Language Corner

Why you shouldn’t mix up your schemes

June 13, 2016
Photo credit: Abhi Sharma

The so-called Panama Papers showed how some wealthy people around the world, among them prominent politicians, celebrities, and others, hid their wealth.

Many journalists writing about the kinds of tax-avoidance practices outlined in the Panama Papers used words to indicate that the practices may not have been entirely legal. Among the most common words used in that context was “scheme.”

The law firm that orchestrated many of these plans, Mossack Fonseca, had itself used the word “scheme” to describe what it was selling: According to a New York Times article, a memo from a lawyer at the firm said a new, wealthy client “needs asset protection schemes, which we are trying to sell him.” (Emphasis added.)

It would be easy to seize on that usage to argue the firm must have known what it was doing was sinister, or underhanded, or maybe not entirely above board, because it called it a “scheme.”

**Raw data**
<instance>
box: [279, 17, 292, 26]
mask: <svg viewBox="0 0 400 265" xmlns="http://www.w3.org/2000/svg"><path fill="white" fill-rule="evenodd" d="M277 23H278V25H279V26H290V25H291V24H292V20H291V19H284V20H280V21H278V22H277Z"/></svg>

**Work order 1**
In the Language Corner piece, which law firm orchestrated many of the plans described in the Panama Papers?
**Work order 2**
Pick up the Language Corner piece after its last sentence and carry it forward.
The material above comes from a different source than the Language Corner piece.

**Response area 1**
Mossack Fonseca.

**Response area 2**
Except that in Panama, like in much of the English-speaking world outside the United States, “scheme” usually carries no such connotation. It simply means “plan.”

Browse any British, Australian, Canadian publication, or even some in Panama, and you’ll read about “salary schemes,” “pension schemes,” “housing schemes,” even “university schemes.” None of those involve hints of wrongdoing (well, maybe “pensions schemes” do, if companies don’t fund them the way they should). It’s a neutral term, a synonym for “project” or “plan.”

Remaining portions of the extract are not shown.